▼▼▼
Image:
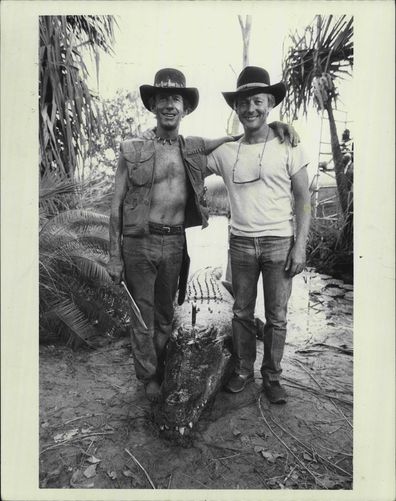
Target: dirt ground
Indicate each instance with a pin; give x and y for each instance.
(96, 429)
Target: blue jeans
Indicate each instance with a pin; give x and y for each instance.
(152, 266)
(251, 256)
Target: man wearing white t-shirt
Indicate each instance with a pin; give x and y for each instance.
(265, 180)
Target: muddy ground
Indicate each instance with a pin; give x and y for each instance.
(93, 411)
(96, 429)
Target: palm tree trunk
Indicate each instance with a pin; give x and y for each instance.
(346, 235)
(342, 186)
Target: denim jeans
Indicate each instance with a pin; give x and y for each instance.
(152, 266)
(251, 256)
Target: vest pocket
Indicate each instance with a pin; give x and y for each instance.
(140, 168)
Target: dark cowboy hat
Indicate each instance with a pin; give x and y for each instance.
(169, 80)
(253, 78)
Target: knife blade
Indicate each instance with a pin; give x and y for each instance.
(135, 307)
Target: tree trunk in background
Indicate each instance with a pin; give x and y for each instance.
(233, 122)
(346, 236)
(342, 186)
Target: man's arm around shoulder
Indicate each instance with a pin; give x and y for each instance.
(302, 201)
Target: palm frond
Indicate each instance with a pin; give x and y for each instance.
(74, 320)
(68, 111)
(90, 269)
(324, 49)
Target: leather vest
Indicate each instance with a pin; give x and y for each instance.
(139, 156)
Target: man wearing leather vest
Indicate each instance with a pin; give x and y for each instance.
(159, 191)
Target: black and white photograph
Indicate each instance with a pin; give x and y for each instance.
(199, 313)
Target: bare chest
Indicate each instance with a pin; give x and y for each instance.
(169, 165)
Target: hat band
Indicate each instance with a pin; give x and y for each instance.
(168, 83)
(254, 84)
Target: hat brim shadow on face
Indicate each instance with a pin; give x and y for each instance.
(277, 90)
(190, 94)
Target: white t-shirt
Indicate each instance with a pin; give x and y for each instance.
(263, 207)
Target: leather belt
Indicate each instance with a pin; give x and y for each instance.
(163, 229)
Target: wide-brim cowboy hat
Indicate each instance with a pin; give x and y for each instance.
(253, 78)
(169, 80)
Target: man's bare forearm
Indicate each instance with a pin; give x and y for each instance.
(303, 220)
(212, 144)
(115, 231)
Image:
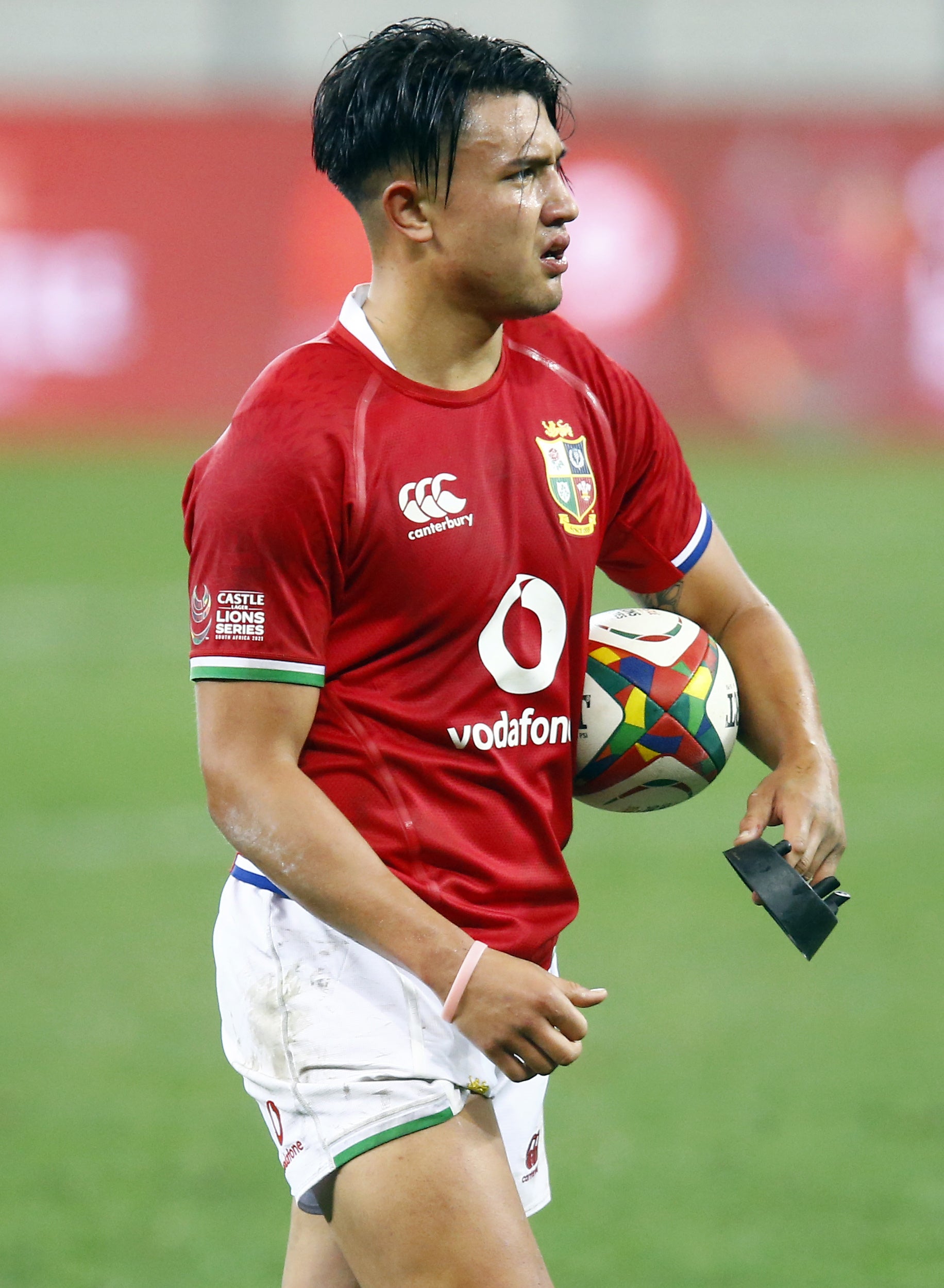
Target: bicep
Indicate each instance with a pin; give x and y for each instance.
(245, 723)
(711, 593)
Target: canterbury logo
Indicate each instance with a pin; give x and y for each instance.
(429, 499)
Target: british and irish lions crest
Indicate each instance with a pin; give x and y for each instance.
(569, 477)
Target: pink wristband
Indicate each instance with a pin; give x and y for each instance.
(462, 980)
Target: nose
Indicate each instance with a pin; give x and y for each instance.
(561, 207)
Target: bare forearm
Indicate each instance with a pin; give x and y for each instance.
(285, 825)
(780, 714)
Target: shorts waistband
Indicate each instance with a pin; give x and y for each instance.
(253, 878)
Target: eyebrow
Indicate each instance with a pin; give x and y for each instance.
(531, 158)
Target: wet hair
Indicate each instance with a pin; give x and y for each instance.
(401, 98)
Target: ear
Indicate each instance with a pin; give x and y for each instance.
(408, 210)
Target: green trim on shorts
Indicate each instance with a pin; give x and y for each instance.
(392, 1134)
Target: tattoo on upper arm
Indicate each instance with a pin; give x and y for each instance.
(667, 599)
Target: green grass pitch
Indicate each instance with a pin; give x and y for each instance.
(739, 1119)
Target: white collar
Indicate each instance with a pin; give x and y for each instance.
(355, 320)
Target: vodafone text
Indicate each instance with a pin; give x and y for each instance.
(513, 732)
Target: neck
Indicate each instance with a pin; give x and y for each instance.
(427, 337)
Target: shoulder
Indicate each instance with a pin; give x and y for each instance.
(558, 340)
(315, 380)
(292, 432)
(555, 340)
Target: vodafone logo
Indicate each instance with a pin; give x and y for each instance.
(541, 599)
(276, 1119)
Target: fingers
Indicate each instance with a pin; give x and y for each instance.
(562, 1008)
(760, 813)
(585, 997)
(513, 1068)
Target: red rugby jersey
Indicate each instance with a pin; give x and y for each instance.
(428, 557)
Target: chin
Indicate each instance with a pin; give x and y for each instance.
(533, 303)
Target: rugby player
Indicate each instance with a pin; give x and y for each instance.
(391, 588)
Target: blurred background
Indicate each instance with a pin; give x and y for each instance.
(762, 185)
(762, 241)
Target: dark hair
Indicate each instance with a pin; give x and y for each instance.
(401, 97)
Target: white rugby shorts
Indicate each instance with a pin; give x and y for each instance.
(343, 1051)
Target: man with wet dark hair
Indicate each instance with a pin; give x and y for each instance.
(393, 549)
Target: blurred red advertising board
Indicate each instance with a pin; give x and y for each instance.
(752, 271)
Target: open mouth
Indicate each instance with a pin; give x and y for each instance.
(554, 257)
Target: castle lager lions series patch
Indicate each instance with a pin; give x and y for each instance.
(569, 477)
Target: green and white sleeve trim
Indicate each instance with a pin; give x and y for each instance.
(257, 669)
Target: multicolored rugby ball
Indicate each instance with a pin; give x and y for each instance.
(660, 713)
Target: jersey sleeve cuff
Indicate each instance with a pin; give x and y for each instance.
(257, 669)
(693, 551)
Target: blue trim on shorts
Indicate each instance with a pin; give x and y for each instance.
(258, 880)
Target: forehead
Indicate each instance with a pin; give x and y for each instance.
(508, 125)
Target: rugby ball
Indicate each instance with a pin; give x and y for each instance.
(660, 711)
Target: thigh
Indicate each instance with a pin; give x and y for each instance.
(437, 1210)
(313, 1259)
(519, 1111)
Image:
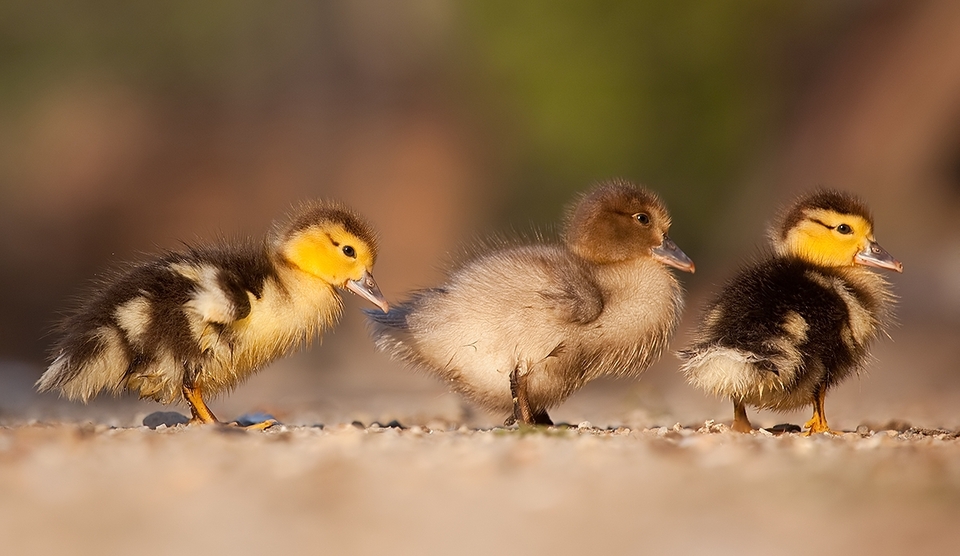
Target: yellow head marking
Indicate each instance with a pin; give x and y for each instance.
(827, 238)
(327, 250)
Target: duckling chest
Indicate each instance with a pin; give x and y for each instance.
(279, 319)
(641, 300)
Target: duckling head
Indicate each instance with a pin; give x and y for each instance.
(332, 243)
(833, 229)
(618, 221)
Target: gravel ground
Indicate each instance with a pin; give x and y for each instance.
(350, 489)
(649, 476)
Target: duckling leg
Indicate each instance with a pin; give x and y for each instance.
(818, 423)
(740, 421)
(201, 413)
(521, 403)
(522, 412)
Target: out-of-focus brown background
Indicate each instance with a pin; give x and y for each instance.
(126, 128)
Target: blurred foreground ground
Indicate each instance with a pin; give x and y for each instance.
(638, 478)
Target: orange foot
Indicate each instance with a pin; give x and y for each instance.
(740, 421)
(818, 423)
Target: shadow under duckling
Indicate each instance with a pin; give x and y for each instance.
(197, 323)
(518, 329)
(785, 330)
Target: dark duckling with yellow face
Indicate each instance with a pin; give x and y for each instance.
(197, 323)
(517, 329)
(785, 330)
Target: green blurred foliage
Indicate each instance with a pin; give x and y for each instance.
(680, 95)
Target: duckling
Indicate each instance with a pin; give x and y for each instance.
(785, 330)
(519, 328)
(196, 323)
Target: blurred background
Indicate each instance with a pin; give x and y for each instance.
(128, 127)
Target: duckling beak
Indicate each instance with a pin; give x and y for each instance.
(366, 287)
(876, 256)
(669, 254)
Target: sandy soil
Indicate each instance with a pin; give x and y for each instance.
(646, 477)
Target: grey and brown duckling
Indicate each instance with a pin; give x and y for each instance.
(789, 328)
(196, 323)
(518, 328)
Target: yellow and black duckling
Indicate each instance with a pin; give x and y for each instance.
(196, 323)
(518, 329)
(787, 329)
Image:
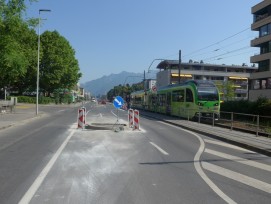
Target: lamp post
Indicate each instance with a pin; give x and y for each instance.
(38, 68)
(179, 67)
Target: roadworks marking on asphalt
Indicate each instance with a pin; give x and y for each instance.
(38, 181)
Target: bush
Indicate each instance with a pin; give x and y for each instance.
(30, 99)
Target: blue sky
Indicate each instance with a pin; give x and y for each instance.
(110, 36)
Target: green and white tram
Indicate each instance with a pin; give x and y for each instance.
(190, 99)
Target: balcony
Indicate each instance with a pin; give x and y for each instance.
(255, 26)
(260, 57)
(257, 41)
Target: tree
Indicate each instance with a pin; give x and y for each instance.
(16, 45)
(58, 67)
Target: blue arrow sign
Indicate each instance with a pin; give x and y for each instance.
(118, 102)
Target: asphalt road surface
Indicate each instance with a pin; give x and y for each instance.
(51, 161)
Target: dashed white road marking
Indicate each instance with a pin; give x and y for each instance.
(60, 111)
(159, 148)
(38, 181)
(240, 160)
(237, 177)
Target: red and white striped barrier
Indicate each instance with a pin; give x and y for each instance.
(81, 118)
(131, 117)
(136, 119)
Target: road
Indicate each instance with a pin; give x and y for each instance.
(51, 161)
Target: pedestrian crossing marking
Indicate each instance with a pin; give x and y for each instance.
(240, 160)
(237, 177)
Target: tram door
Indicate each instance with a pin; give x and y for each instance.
(168, 103)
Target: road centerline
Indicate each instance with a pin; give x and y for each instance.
(159, 148)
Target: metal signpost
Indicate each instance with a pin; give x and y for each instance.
(118, 103)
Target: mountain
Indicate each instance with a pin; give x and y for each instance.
(102, 85)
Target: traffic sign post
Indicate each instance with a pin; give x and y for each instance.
(118, 103)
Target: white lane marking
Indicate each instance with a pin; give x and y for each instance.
(38, 181)
(227, 145)
(60, 111)
(240, 160)
(199, 169)
(237, 177)
(159, 148)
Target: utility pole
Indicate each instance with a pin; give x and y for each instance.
(179, 68)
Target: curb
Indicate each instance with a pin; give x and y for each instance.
(219, 137)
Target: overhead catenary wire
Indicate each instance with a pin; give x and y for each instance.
(216, 50)
(216, 43)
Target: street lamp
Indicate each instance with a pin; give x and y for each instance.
(38, 68)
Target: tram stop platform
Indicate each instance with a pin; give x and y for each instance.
(246, 140)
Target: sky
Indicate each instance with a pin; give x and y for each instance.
(111, 36)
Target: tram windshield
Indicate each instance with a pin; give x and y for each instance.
(208, 94)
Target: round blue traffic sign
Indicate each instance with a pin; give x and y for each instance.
(118, 102)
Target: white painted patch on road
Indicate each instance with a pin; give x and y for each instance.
(237, 177)
(34, 187)
(159, 148)
(223, 144)
(240, 160)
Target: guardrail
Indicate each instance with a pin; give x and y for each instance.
(256, 124)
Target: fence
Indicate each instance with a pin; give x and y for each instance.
(255, 124)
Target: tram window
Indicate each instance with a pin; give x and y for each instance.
(162, 99)
(189, 95)
(178, 96)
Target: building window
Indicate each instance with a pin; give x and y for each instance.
(256, 84)
(264, 66)
(266, 47)
(265, 30)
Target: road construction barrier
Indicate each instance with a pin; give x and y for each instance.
(131, 118)
(81, 118)
(136, 119)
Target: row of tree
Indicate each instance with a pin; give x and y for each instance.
(18, 53)
(124, 91)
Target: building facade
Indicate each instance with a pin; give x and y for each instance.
(235, 76)
(260, 81)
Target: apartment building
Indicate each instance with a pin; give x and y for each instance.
(235, 75)
(260, 81)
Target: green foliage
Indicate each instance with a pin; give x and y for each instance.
▲▲▲
→ **Task brief**
Shift the coordinates in the entries from the line with "Target: british and irish lions crest" to the line with "(739, 1119)", both lines included, by adding 64 to every number in them. Write those lines out again in full, keeping the requests unchanged.

→ **Exercise result**
Target: british and irish lions crest
Indicate each instance with a pin; give x and y for each instance.
(633, 541)
Target: pink wristband
Indicate each instance with a pin; give x and y for each instance.
(526, 1044)
Target: nose
Indicate each instance with a pin; give x and y for each instance.
(625, 271)
Target: bare forearm
Indicate each instance with a pin; give x and y for each instance.
(349, 889)
(844, 778)
Target: shorts waistband
Indicate each instance with a pin; give x and y for each instance.
(317, 942)
Target: eyebrow
Indicate each instance with a pin; give x and y for each instance.
(595, 222)
Target: wet hair
Indicate each instance with a pin; give x and y for each instance.
(465, 162)
Target: ear
Indicate each instance with a pin; give x and y for each instance.
(472, 274)
Target: green trim on shorts
Indicate each instance with a pin; give x and y for each instance.
(456, 1198)
Target: tattoo on upper arm
Indicate each instance with a pin; give x and y for each instance.
(731, 663)
Target: green grass pitch
Indicate each instance with a pin; give x and y for each instance.
(803, 1183)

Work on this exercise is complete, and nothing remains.